# Exercise
Can you transcribe every line of the records below word for word, leaving the picture out?

** Start of Extracted material **

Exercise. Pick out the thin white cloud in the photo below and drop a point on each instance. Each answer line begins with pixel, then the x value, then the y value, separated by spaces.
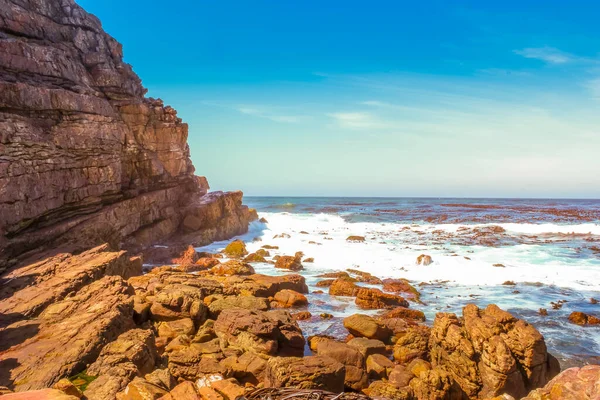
pixel 547 54
pixel 358 120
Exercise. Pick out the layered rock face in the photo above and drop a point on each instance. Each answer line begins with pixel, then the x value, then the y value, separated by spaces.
pixel 85 158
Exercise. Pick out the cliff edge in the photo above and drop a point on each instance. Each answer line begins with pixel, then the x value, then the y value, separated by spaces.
pixel 85 158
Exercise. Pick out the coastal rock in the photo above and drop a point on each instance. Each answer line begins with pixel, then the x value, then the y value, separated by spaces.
pixel 580 318
pixel 235 249
pixel 424 259
pixel 312 372
pixel 399 286
pixel 361 325
pixel 289 262
pixel 263 285
pixel 342 287
pixel 268 333
pixel 29 289
pixel 230 302
pixel 44 394
pixel 572 384
pixel 355 238
pixel 132 354
pixel 290 298
pixel 87 159
pixel 231 267
pixel 404 313
pixel 373 299
pixel 356 376
pixel 96 315
pixel 490 352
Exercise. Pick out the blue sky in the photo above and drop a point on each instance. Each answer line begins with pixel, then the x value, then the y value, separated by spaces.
pixel 379 98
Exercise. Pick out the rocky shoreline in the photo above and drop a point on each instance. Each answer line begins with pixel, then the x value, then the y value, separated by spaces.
pixel 207 326
pixel 103 294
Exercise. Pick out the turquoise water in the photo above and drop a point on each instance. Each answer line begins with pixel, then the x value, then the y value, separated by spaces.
pixel 549 248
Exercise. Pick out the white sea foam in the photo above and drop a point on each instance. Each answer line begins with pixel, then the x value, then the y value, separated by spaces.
pixel 386 255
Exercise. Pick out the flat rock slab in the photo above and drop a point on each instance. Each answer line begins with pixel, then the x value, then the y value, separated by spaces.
pixel 67 336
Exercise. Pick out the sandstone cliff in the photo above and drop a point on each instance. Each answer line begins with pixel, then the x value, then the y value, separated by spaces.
pixel 85 158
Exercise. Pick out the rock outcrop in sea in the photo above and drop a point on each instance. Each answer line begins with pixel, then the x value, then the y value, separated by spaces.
pixel 93 174
pixel 85 158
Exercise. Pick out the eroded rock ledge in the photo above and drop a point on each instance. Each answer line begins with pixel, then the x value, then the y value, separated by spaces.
pixel 85 158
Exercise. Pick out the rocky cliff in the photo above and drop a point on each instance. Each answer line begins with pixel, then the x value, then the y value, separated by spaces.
pixel 85 158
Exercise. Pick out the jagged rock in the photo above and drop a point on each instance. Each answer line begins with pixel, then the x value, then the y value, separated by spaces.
pixel 580 318
pixel 424 259
pixel 67 387
pixel 491 352
pixel 403 313
pixel 31 288
pixel 229 302
pixel 436 384
pixel 96 315
pixel 379 366
pixel 263 285
pixel 178 301
pixel 255 257
pixel 227 388
pixel 247 368
pixel 385 390
pixel 372 299
pixel 290 298
pixel 571 384
pixel 356 376
pixel 133 353
pixel 355 238
pixel 401 286
pixel 44 394
pixel 343 287
pixel 411 343
pixel 141 389
pixel 312 372
pixel 231 267
pixel 86 158
pixel 361 325
pixel 367 347
pixel 365 277
pixel 161 378
pixel 290 263
pixel 269 333
pixel 236 249
pixel 184 391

** End of Extracted material **

# Response to the exercise
Exercise. Pick out the thin white cloud in the photo below and drop a point on each instance. Each answer line begins with pixel, then the x value, then the y value, separated by spaces.
pixel 547 54
pixel 358 120
Exercise. Pick out the layered rock face in the photo above and drop a point on each instance. Each answer line begins with pixel, then the x value, then the y value, separated by spaces.
pixel 85 158
Exercise. Pick out the cliff edge in the photo above and drop a point on each instance. Each answer line begins with pixel, then the x value, then the y value, separated by spaces.
pixel 85 158
Exercise. Pick out the coastal rock in the photo above and drop a point on each instance. Each answer line begins with pixel, then the x value, then the y value, separated by spaces.
pixel 580 318
pixel 235 249
pixel 424 259
pixel 312 372
pixel 399 286
pixel 361 325
pixel 289 262
pixel 263 285
pixel 342 287
pixel 268 333
pixel 29 289
pixel 230 302
pixel 44 394
pixel 572 384
pixel 355 238
pixel 132 354
pixel 290 298
pixel 87 159
pixel 231 267
pixel 404 313
pixel 373 299
pixel 356 376
pixel 96 315
pixel 490 352
Exercise. Pick out the blue sky in the photo above and drop a point on each instance. Each answer line begins with pixel, then the x value, then the y value, separated by spaces.
pixel 379 98
Exercise. Pick out the rocky shoreline in the photo above and drop a point on each instance. Each answer line begins with pixel, then the x value, then the y value, separated by spaces.
pixel 207 326
pixel 103 294
Exercise. Pick out the turquoise water in the photo above and drop a point on each instance. Each answer line begins with pixel, then the x value, then the y value, separated by spaces.
pixel 549 248
Exercise. Pick out the white sea foam in the photo above and drop a point on each instance. Each answer line begins with pixel, then the x value, then the y value, separated by spaces.
pixel 386 255
Exercise. Pick out the flat rock slab in the photo above and drop a point on each instance. Each answer line begins with pixel, then the x value, then the y value, separated by spaces.
pixel 67 336
Exercise. Pick out the sandstone cliff in the photo above and drop a point on each instance. Each answer line begins with pixel, then the x value, then the y value, separated by spaces.
pixel 85 158
Exercise. Pick out the rock outcrop in sea in the photo above and drop a point on each instance. Each answer line begins with pixel, then the x value, then the y value, separated by spaces.
pixel 93 174
pixel 85 158
Exercise. Pick out the eroded rock ledge in the photo above and drop a point on each instance. Each answer line begins with pixel, then the x value, then the y value, separated by spaces.
pixel 85 158
Exercise. Pick out the rocky cliff in the photo above and drop a point on each instance. Each answer line begins with pixel, then the x value, then the y value, separated by spaces.
pixel 85 158
Exercise. Pick out the jagged rock in the photo above and drop a point on each instance. Each answer line begins with pixel, then the x value, then the y value, separated by spaces.
pixel 580 318
pixel 424 259
pixel 67 387
pixel 491 352
pixel 403 313
pixel 31 288
pixel 229 302
pixel 436 384
pixel 96 315
pixel 379 366
pixel 263 285
pixel 178 301
pixel 255 257
pixel 227 388
pixel 247 368
pixel 385 390
pixel 372 299
pixel 290 298
pixel 571 384
pixel 356 376
pixel 133 353
pixel 355 238
pixel 401 286
pixel 44 394
pixel 343 287
pixel 411 343
pixel 141 389
pixel 312 372
pixel 231 267
pixel 86 158
pixel 361 325
pixel 367 347
pixel 365 277
pixel 161 378
pixel 290 263
pixel 269 333
pixel 236 249
pixel 184 391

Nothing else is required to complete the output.